■ **What you will do**
Every line below should be duplicated exactly.
╭─ Data for review
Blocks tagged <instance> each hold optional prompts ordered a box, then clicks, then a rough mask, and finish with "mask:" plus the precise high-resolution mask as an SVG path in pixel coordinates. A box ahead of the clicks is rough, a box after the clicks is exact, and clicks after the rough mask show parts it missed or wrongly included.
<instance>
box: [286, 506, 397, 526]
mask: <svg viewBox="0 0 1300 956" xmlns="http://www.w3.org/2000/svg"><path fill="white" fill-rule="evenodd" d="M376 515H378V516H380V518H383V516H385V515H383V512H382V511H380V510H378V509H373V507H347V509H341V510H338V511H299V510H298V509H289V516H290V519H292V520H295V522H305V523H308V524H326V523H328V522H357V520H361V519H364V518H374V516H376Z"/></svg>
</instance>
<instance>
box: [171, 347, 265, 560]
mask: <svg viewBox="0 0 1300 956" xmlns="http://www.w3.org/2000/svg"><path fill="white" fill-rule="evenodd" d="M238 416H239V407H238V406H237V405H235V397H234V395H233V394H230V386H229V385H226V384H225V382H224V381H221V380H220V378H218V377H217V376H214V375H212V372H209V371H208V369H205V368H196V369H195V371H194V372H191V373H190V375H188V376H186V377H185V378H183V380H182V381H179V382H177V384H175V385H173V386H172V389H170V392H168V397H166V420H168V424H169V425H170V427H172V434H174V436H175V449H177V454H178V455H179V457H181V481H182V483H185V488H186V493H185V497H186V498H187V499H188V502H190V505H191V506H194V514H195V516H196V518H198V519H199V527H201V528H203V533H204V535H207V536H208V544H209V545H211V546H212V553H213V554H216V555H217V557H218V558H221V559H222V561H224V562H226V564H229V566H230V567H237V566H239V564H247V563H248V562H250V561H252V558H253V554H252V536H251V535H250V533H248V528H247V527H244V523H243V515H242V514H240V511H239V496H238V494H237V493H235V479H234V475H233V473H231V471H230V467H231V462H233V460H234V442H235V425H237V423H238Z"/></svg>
╰─
■ **Solution to the problem**
Blocks tagged <instance> each hold optional prompts ordered a box, then clicks, then a rough mask, and finish with "mask:" plus the precise high-resolution mask as an SVG path in pixel coordinates. A box ahead of the clicks is rough, a box after the clicks is exact, and clicks after the rough mask show parts it missed or wrongly included.
<instance>
box: [286, 506, 397, 526]
mask: <svg viewBox="0 0 1300 956" xmlns="http://www.w3.org/2000/svg"><path fill="white" fill-rule="evenodd" d="M376 515H378V516H380V518H383V516H385V515H383V512H382V511H380V510H378V509H373V507H347V509H341V510H338V511H299V510H298V509H289V516H290V519H292V520H295V522H305V523H308V524H326V523H328V522H357V520H361V519H364V518H374V516H376Z"/></svg>
</instance>
<instance>
box: [171, 347, 265, 560]
mask: <svg viewBox="0 0 1300 956" xmlns="http://www.w3.org/2000/svg"><path fill="white" fill-rule="evenodd" d="M238 416H239V407H238V406H237V405H235V397H234V395H233V394H230V386H229V385H226V384H225V382H224V381H221V380H220V378H218V377H217V376H214V375H212V372H209V371H208V369H205V368H196V369H195V371H194V372H191V373H190V375H188V376H186V377H185V378H183V380H182V381H179V382H177V384H175V385H173V386H172V389H170V392H168V397H166V420H168V424H169V425H170V427H172V434H174V436H175V449H177V454H178V455H179V457H181V481H182V483H185V488H186V493H185V497H186V498H187V499H188V502H190V505H191V506H194V514H195V516H196V518H198V519H199V527H201V528H203V533H204V535H207V536H208V544H209V545H211V546H212V553H213V554H216V555H217V557H218V558H221V559H222V561H224V562H226V564H229V566H230V567H237V566H239V564H247V563H248V562H250V561H252V558H253V554H252V536H251V535H250V533H248V528H247V527H244V523H243V515H242V514H240V511H239V496H238V494H237V493H235V479H234V475H233V473H231V471H230V467H231V462H233V460H234V442H235V425H237V423H238Z"/></svg>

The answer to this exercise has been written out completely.